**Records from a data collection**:
┌────────

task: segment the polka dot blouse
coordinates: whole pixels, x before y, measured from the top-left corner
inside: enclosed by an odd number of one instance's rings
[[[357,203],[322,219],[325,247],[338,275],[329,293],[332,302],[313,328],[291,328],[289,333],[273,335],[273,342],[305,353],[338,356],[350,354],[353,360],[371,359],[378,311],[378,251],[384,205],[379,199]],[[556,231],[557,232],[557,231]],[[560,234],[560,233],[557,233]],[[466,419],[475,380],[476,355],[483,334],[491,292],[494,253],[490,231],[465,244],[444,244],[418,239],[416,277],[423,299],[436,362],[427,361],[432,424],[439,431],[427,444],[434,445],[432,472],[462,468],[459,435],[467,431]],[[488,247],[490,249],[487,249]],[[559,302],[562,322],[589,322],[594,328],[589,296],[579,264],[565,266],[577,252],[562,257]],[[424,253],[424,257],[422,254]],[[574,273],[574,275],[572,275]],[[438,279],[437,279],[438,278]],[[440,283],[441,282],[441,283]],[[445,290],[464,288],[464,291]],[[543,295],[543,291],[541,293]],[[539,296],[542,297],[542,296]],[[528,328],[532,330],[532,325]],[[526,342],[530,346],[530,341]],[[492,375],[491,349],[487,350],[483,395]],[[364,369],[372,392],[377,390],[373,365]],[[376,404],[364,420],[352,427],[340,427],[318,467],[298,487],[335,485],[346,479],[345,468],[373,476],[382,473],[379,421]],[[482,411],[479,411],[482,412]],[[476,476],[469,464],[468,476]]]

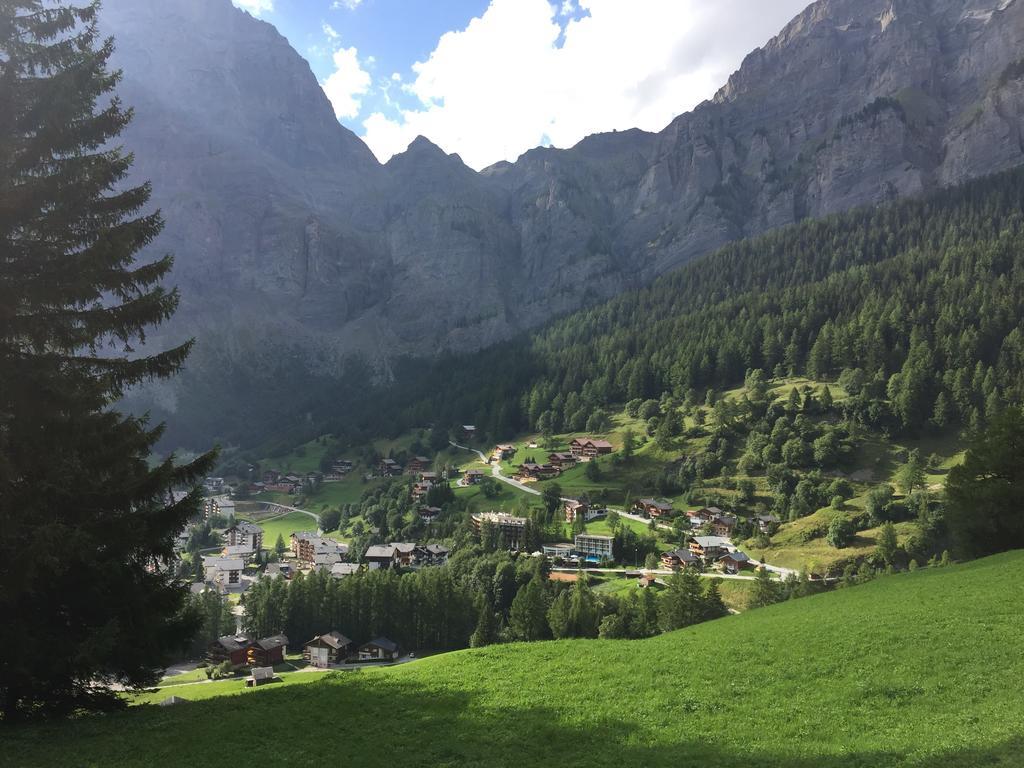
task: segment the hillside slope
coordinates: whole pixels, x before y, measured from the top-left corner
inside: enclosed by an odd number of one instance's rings
[[[5,733],[3,765],[1018,766],[1024,552],[647,641],[447,654]]]

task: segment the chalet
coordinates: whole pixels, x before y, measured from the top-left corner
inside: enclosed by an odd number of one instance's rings
[[[534,464],[533,462],[526,462],[520,464],[519,469],[516,471],[516,478],[525,480],[547,480],[551,477],[558,477],[559,469],[553,467],[550,464]]]
[[[358,563],[335,563],[331,566],[331,576],[336,579],[354,576],[357,573],[359,573]]]
[[[494,446],[494,456],[498,461],[504,461],[505,459],[511,459],[516,455],[516,447],[509,445],[508,443],[501,443]]]
[[[430,483],[415,483],[412,487],[412,500],[423,501],[432,487]]]
[[[428,485],[438,485],[441,482],[441,477],[437,472],[420,472],[419,480]]]
[[[590,461],[598,456],[612,452],[612,444],[607,440],[595,440],[591,437],[577,437],[569,443],[572,455],[581,461]]]
[[[207,493],[223,493],[224,492],[224,478],[223,477],[208,477],[203,480],[203,490]]]
[[[770,533],[779,524],[779,518],[775,515],[754,515],[754,524],[761,533]]]
[[[448,547],[440,544],[417,546],[415,558],[418,565],[444,565],[448,562]]]
[[[366,567],[371,571],[375,571],[378,568],[387,570],[398,565],[398,550],[395,549],[393,544],[387,546],[383,544],[375,544],[367,547],[366,552],[363,554],[363,562],[366,563]]]
[[[437,516],[441,514],[440,507],[420,507],[416,510],[416,514],[420,516],[420,520],[424,523],[432,523],[437,519]]]
[[[664,517],[675,512],[675,508],[667,501],[658,501],[657,499],[637,499],[633,504],[633,509],[638,514],[651,518]]]
[[[245,547],[249,552],[263,548],[263,529],[255,523],[241,521],[224,531],[229,547]]]
[[[732,532],[736,530],[736,523],[736,515],[726,515],[723,513],[711,521],[711,533],[715,536],[724,536],[728,538],[729,536],[732,536]]]
[[[284,635],[251,640],[246,635],[225,635],[218,637],[207,650],[211,662],[230,661],[233,667],[269,667],[284,661],[284,649],[288,638]]]
[[[463,484],[478,485],[483,481],[484,476],[484,471],[482,469],[467,469],[463,478]]]
[[[281,479],[281,473],[275,469],[268,469],[263,473],[264,485],[271,485]]]
[[[402,474],[402,467],[394,459],[381,459],[377,464],[377,474],[381,477],[395,477]]]
[[[414,456],[405,463],[405,473],[407,475],[418,475],[420,472],[426,472],[430,469],[430,459],[426,456]]]
[[[231,666],[241,667],[245,664],[250,643],[245,635],[224,635],[210,643],[206,656],[215,664],[230,661]]]
[[[492,526],[497,529],[498,535],[505,538],[505,546],[509,550],[518,550],[523,543],[523,534],[526,533],[525,517],[515,517],[503,512],[483,512],[473,515],[470,518],[473,523],[473,530],[478,536],[483,534],[485,526]]]
[[[288,646],[285,635],[264,637],[249,643],[245,649],[246,663],[249,666],[272,667],[284,663],[284,650]]]
[[[462,436],[467,440],[472,440],[474,437],[476,437],[476,427],[474,427],[472,424],[463,424]]]
[[[729,551],[729,540],[721,536],[693,536],[687,539],[690,552],[705,563],[717,560]]]
[[[252,549],[245,544],[231,546],[228,544],[224,549],[220,551],[221,557],[230,558],[241,558],[242,560],[248,560],[253,554]]]
[[[245,561],[240,557],[203,556],[203,571],[206,581],[223,590],[238,587],[242,583]]]
[[[280,680],[280,678],[275,674],[273,667],[253,667],[249,677],[245,678],[245,685],[247,688],[255,688],[275,680]]]
[[[726,573],[739,573],[744,568],[751,568],[753,566],[750,558],[738,549],[735,552],[722,555],[718,558],[718,564]]]
[[[416,557],[416,545],[409,544],[401,541],[392,541],[388,544],[389,547],[395,548],[395,557],[398,560],[398,565],[408,567],[413,564],[413,560]]]
[[[671,571],[678,571],[680,568],[686,568],[699,562],[700,558],[688,549],[673,549],[661,556],[662,567]]]
[[[576,556],[580,560],[586,560],[591,563],[611,560],[613,557],[612,541],[611,536],[599,536],[596,533],[578,533],[574,542],[576,545]]]
[[[557,469],[559,472],[564,472],[576,465],[576,457],[571,453],[549,453],[548,464]]]
[[[386,637],[378,637],[359,646],[359,661],[396,661],[398,657],[398,644]]]
[[[302,477],[299,477],[298,475],[291,475],[291,474],[285,475],[284,479],[285,479],[286,482],[289,482],[292,485],[298,485],[298,486],[302,485],[302,480],[303,480]]]
[[[341,664],[348,657],[352,641],[341,632],[328,632],[310,640],[302,649],[302,658],[311,667],[326,669],[331,664]]]
[[[718,507],[702,507],[693,513],[692,517],[695,518],[700,525],[710,523],[716,517],[721,517],[725,513]]]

└────────

Word for word, set down every record, keeping the images out.

task: segment the polka dot blouse
coordinates: whole pixels, x before y, measured from the top-left corner
inside: enclosed by an odd number of one instance's rings
[[[357,203],[322,219],[325,247],[338,275],[329,293],[332,302],[313,328],[291,328],[289,333],[273,335],[273,342],[305,353],[338,356],[350,354],[353,360],[371,359],[378,311],[378,251],[384,205],[379,199]],[[556,231],[557,232],[557,231]],[[560,234],[560,233],[557,233]],[[466,419],[475,380],[476,355],[483,334],[491,292],[494,253],[490,231],[465,244],[444,244],[418,239],[416,277],[423,299],[436,362],[427,361],[432,424],[439,431],[427,444],[434,445],[432,472],[462,468],[459,435],[467,431]],[[488,247],[490,249],[487,249]],[[559,302],[562,322],[589,322],[594,328],[589,296],[579,264],[565,266],[577,252],[562,257]],[[424,253],[424,257],[422,254]],[[574,273],[574,275],[572,275]],[[438,279],[437,279],[438,278]],[[440,283],[441,282],[441,283]],[[445,290],[464,288],[464,291]],[[543,295],[543,291],[541,293]],[[539,296],[542,297],[542,296]],[[528,328],[532,330],[532,325]],[[526,342],[530,346],[530,341]],[[492,375],[491,349],[487,350],[483,395]],[[364,369],[372,392],[377,390],[373,365]],[[376,404],[364,420],[352,427],[340,427],[318,467],[298,487],[335,485],[346,479],[345,468],[373,476],[382,473],[379,421]],[[482,411],[479,411],[482,412]],[[476,476],[469,464],[468,476]]]

task: segment the hillside slope
coordinates: whole pixels, x before y, measured from the top-left corner
inside: enclosed by an odd number of one instance's rings
[[[5,733],[3,765],[1018,766],[1024,552],[647,641],[447,654]]]

task: segment the chalet
coordinates: whole pixels, x before y, measured from the top-left corner
inside: enclosed by an odd number of one instance's rings
[[[534,464],[533,462],[526,462],[520,464],[519,469],[516,471],[516,478],[525,480],[547,480],[551,477],[558,477],[559,469],[553,467],[550,464]]]
[[[358,563],[335,563],[331,566],[331,576],[336,579],[354,576],[357,573],[359,573]]]
[[[494,446],[494,456],[498,461],[504,461],[505,459],[511,459],[516,455],[516,447],[509,445],[508,443],[501,443]]]
[[[430,483],[415,483],[412,487],[412,500],[423,501],[432,487]]]
[[[428,485],[438,485],[441,482],[441,477],[437,472],[420,472],[419,480]]]
[[[590,461],[598,456],[612,452],[612,444],[607,440],[595,440],[591,437],[577,437],[569,443],[572,455],[581,461]]]
[[[207,493],[223,493],[224,492],[224,478],[223,477],[208,477],[203,480],[203,490]]]
[[[770,533],[779,524],[779,518],[775,515],[754,515],[754,524],[761,533]]]
[[[448,547],[440,544],[417,546],[415,558],[418,565],[444,565],[448,562]]]
[[[366,567],[371,571],[375,571],[378,568],[387,570],[398,565],[398,550],[395,549],[393,544],[387,546],[383,544],[375,544],[367,547],[366,552],[363,554],[363,562],[366,563]]]
[[[437,516],[441,514],[440,507],[420,507],[416,510],[416,514],[420,516],[420,520],[424,523],[432,523],[437,519]]]
[[[664,517],[675,512],[675,508],[667,501],[658,501],[657,499],[637,499],[633,504],[633,509],[638,514],[651,518]]]
[[[245,547],[249,552],[263,548],[263,529],[255,523],[241,521],[224,531],[229,547]]]
[[[732,532],[736,530],[736,523],[736,515],[726,515],[723,513],[711,521],[711,533],[715,536],[724,536],[728,538],[729,536],[732,536]]]
[[[284,635],[251,640],[246,635],[225,635],[218,637],[207,650],[211,662],[230,661],[233,667],[269,667],[284,661],[284,649],[288,638]]]
[[[463,484],[478,485],[483,481],[484,476],[484,471],[482,469],[467,469],[463,478]]]
[[[281,479],[281,473],[275,469],[268,469],[263,473],[264,485],[271,485]]]
[[[402,474],[402,467],[394,459],[381,459],[377,464],[377,474],[381,477],[395,477]]]
[[[414,456],[405,463],[405,473],[407,475],[418,475],[420,472],[426,472],[430,469],[430,459],[426,456]]]
[[[231,666],[241,667],[245,664],[250,643],[245,635],[224,635],[210,643],[206,656],[215,664],[230,661]]]
[[[492,526],[497,529],[498,535],[505,538],[505,546],[509,550],[518,550],[523,543],[523,534],[526,533],[525,517],[515,517],[503,512],[483,512],[473,515],[470,518],[473,523],[473,530],[478,536],[483,534],[485,526]]]
[[[288,646],[285,635],[264,637],[249,643],[245,649],[246,663],[249,666],[272,667],[284,663],[284,650]]]
[[[462,436],[467,440],[472,440],[474,437],[476,437],[476,427],[474,427],[472,424],[463,424]]]
[[[729,551],[729,540],[721,536],[693,536],[687,539],[690,552],[705,563],[717,560]]]
[[[252,549],[245,544],[231,546],[228,544],[224,549],[220,551],[221,557],[230,558],[241,558],[242,560],[248,560],[253,554]]]
[[[245,561],[240,557],[203,556],[203,571],[206,581],[223,590],[238,587],[242,583]]]
[[[280,680],[280,678],[275,674],[273,667],[253,667],[249,677],[245,678],[245,685],[247,688],[255,688],[275,680]]]
[[[726,573],[739,573],[744,568],[751,568],[753,566],[750,558],[738,549],[735,552],[722,555],[718,558],[718,564]]]
[[[416,557],[416,545],[409,544],[401,541],[392,541],[388,544],[389,547],[395,548],[395,557],[398,560],[398,565],[408,567],[413,564],[413,560]]]
[[[671,571],[678,571],[680,568],[686,568],[699,562],[700,558],[688,549],[673,549],[661,556],[662,567]]]
[[[576,556],[580,560],[586,560],[591,563],[611,560],[613,557],[612,541],[611,536],[599,536],[596,533],[578,533],[574,542],[576,545]]]
[[[557,469],[559,472],[564,472],[576,465],[576,457],[571,453],[549,453],[548,464]]]
[[[386,637],[378,637],[359,646],[359,661],[396,661],[398,657],[398,644]]]
[[[302,477],[299,477],[298,475],[291,475],[291,474],[285,475],[284,479],[285,479],[286,482],[289,482],[292,485],[298,485],[298,486],[302,485],[302,480],[303,480]]]
[[[341,664],[348,657],[352,641],[341,632],[328,632],[310,640],[302,649],[302,658],[311,667],[326,669],[331,664]]]
[[[718,507],[702,507],[693,513],[692,517],[695,518],[700,525],[710,523],[716,517],[721,517],[725,513]]]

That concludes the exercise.